-- STATED EXERCISE --
Copy the material from the line containing "Indicate the dark tree" through the end, inclusive, swapping "frost-covered tree" for "snow-covered tree" and leaving everything else as it is.
━━━━━━━━━━
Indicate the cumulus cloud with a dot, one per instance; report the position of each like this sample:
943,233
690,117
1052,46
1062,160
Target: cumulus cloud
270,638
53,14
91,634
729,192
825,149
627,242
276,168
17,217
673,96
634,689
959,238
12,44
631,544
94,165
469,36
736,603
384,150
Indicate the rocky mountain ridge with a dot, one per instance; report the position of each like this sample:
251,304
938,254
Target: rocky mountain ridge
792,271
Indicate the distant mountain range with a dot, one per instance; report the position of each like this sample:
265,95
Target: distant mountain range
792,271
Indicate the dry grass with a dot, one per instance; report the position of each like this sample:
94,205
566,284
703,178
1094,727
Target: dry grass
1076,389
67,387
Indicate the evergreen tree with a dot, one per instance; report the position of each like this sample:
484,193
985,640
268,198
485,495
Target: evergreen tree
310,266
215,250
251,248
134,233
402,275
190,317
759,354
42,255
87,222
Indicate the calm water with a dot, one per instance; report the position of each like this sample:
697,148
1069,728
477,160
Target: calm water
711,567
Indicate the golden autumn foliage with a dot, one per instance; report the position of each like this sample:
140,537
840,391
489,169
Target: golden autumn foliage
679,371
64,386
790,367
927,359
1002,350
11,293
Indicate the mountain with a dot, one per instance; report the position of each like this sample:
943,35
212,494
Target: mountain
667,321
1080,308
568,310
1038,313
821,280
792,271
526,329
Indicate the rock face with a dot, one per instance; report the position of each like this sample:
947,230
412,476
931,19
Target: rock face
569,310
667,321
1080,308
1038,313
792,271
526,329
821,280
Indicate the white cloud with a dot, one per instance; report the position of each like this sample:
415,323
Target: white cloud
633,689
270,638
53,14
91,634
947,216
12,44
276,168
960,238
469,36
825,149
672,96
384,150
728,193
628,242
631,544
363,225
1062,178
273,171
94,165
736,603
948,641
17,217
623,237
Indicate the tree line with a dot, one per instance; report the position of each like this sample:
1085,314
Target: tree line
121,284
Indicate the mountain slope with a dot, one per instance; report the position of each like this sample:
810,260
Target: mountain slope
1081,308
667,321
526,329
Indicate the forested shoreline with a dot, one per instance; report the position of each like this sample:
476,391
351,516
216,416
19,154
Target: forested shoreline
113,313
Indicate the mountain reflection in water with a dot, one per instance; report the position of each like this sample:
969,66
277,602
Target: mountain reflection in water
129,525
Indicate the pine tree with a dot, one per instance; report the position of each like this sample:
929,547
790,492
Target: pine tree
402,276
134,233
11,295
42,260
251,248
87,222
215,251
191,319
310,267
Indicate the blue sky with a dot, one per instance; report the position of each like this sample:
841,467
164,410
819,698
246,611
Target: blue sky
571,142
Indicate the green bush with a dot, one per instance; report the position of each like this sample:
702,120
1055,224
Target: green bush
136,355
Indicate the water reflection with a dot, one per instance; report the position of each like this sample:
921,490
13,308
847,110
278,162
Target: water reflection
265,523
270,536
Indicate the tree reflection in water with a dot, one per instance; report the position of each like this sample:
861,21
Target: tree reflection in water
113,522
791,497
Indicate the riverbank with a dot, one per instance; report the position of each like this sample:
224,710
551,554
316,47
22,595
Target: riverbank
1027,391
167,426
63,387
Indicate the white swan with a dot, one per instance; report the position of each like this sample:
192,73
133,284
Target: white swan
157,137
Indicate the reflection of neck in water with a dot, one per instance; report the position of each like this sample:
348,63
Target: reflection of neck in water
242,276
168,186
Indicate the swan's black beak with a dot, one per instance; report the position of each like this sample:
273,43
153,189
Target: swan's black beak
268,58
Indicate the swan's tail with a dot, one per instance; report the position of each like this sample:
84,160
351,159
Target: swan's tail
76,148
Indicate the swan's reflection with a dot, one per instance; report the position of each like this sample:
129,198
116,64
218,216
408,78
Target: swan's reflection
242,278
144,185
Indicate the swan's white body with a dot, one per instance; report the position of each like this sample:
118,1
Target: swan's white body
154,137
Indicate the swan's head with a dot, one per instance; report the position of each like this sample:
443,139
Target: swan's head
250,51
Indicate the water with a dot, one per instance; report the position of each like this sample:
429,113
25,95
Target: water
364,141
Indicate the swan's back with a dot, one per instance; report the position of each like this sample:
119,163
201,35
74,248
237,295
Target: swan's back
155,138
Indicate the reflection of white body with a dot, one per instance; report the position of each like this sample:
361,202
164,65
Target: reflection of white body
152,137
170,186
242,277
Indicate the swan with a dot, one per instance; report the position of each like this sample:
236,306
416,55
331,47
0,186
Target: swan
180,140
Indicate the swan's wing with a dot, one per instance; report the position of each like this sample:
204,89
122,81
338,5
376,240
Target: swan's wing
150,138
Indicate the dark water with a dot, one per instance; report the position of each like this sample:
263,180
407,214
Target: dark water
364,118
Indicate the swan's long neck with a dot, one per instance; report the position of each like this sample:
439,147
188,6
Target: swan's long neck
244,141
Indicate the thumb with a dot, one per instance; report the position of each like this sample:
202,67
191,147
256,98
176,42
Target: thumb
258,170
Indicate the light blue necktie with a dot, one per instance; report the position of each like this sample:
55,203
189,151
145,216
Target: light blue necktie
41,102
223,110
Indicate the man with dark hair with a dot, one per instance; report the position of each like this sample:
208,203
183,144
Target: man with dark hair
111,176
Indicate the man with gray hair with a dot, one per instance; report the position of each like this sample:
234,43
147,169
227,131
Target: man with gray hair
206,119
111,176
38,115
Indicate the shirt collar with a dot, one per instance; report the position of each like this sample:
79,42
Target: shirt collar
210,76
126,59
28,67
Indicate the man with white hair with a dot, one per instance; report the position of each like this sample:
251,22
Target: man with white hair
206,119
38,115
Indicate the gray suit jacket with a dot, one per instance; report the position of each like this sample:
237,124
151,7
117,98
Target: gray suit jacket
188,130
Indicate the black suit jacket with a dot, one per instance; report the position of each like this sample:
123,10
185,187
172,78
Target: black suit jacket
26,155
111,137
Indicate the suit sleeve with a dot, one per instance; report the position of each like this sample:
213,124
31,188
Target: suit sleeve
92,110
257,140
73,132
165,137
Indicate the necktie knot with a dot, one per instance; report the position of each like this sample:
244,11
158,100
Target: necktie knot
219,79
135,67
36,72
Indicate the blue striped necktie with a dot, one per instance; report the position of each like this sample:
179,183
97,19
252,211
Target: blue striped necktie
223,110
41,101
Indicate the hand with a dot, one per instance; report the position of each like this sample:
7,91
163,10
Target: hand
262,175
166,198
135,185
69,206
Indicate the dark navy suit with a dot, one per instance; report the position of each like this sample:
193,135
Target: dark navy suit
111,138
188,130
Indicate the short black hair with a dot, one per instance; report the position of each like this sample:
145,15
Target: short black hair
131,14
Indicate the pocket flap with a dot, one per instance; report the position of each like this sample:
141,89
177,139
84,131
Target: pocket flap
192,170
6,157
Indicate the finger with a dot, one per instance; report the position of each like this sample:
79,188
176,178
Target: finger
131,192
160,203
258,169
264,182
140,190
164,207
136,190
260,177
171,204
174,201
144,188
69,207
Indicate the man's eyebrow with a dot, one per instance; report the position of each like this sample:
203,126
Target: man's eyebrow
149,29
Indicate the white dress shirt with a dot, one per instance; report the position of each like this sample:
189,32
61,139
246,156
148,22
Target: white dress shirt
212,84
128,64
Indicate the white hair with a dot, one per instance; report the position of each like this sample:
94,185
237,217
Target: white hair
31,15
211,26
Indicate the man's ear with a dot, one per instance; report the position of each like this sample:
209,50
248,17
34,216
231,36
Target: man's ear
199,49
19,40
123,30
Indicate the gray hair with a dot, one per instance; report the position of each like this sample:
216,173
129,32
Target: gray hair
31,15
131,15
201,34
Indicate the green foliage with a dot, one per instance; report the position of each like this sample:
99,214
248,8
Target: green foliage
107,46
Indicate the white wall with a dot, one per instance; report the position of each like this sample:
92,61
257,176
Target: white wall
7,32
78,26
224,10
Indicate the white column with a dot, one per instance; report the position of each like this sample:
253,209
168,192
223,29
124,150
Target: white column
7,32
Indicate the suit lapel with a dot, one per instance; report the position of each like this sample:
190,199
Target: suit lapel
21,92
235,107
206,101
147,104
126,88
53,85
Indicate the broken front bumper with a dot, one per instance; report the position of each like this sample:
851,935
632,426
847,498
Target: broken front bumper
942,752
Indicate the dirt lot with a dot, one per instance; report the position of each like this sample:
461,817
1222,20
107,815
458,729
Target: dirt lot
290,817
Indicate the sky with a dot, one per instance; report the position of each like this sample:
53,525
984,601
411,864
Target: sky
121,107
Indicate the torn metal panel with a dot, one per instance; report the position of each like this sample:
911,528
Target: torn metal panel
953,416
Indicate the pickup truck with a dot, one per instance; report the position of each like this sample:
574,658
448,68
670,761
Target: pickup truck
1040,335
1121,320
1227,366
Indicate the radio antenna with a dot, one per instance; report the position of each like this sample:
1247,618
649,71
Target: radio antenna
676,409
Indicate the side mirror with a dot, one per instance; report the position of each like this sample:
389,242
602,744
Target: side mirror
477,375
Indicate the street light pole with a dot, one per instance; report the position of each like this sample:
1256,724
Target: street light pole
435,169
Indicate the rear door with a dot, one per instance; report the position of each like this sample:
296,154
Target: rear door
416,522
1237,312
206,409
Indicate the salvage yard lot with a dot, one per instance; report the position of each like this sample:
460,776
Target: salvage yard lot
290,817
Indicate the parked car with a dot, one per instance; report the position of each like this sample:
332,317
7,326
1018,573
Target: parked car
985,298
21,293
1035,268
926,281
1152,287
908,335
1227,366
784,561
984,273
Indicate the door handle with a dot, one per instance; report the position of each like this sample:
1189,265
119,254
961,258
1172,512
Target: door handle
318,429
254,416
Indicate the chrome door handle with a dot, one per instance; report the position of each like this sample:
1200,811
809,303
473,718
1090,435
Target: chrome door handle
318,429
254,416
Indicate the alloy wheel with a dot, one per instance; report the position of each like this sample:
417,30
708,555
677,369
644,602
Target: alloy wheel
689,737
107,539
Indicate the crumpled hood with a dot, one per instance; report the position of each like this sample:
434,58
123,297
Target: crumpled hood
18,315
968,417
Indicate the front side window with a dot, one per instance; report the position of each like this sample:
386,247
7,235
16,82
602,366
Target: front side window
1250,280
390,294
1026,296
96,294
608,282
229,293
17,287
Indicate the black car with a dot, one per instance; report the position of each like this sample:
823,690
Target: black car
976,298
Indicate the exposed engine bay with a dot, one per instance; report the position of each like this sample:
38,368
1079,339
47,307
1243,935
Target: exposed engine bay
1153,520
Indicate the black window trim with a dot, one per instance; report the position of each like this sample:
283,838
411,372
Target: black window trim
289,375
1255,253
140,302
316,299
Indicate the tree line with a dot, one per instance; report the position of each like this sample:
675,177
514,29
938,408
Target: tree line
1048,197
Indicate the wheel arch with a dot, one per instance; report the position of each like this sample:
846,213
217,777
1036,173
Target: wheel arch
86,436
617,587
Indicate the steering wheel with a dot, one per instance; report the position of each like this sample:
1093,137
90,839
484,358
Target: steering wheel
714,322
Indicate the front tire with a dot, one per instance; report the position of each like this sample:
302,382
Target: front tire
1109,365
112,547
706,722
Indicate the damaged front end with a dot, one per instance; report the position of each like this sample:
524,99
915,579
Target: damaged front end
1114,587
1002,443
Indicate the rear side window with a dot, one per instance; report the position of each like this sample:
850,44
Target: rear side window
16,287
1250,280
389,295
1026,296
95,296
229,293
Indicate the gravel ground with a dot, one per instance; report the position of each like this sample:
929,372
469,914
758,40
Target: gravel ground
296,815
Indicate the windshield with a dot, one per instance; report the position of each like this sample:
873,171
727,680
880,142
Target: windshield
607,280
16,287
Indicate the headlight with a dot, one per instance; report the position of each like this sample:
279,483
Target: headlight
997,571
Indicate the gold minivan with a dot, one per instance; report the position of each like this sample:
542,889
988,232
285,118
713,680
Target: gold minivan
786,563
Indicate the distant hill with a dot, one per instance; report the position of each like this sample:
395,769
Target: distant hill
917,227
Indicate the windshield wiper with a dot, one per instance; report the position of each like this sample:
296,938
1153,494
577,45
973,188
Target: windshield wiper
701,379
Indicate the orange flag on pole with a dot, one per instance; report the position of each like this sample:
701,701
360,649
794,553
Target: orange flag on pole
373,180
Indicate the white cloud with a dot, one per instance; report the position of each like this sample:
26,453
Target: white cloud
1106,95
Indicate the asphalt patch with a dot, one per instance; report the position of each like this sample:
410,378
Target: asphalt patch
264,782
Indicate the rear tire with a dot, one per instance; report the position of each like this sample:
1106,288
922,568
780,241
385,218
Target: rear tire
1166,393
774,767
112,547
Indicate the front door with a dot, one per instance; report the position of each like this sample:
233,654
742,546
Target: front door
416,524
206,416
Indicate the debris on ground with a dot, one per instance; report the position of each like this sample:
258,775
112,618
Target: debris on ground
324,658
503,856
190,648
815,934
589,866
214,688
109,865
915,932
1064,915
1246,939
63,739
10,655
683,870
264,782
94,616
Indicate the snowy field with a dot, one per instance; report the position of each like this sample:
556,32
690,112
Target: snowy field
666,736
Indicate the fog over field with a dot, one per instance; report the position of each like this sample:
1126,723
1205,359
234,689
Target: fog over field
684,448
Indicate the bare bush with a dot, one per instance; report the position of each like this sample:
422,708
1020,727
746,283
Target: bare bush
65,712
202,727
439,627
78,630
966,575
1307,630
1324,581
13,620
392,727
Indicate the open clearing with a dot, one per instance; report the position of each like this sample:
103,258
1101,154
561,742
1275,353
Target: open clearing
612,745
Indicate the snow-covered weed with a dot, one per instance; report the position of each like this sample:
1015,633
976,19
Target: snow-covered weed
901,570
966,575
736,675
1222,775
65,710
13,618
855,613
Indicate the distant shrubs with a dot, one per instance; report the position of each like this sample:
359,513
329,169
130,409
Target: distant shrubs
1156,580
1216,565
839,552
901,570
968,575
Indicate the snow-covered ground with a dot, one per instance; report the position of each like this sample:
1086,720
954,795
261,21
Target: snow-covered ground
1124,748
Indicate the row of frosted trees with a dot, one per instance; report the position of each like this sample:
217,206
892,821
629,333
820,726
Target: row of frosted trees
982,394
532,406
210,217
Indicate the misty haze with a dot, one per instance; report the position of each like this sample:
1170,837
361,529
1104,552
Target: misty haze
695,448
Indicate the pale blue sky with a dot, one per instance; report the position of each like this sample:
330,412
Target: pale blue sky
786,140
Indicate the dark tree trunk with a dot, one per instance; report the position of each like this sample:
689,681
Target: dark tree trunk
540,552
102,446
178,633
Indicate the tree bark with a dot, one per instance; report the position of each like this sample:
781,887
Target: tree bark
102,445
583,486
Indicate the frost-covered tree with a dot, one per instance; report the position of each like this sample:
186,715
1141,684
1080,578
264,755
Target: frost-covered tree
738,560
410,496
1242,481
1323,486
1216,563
━━━━━━━━━━
-- EXPECTED ANSWER --
Indicate the dark tree trunk with a dot, one per instance; report the position of each like this sample:
689,681
Target: dark tree trunk
540,552
102,446
178,633
Indicate the tree bark with a dot, one per instance; report the position of each like this sample:
781,887
Target: tree bark
102,445
583,486
Indicate the snow-covered tree with a dot, one per instance; report the position of each like this sample:
186,715
1141,684
1080,578
264,755
Target: snow-covered tree
738,560
410,496
1242,481
1323,486
1216,563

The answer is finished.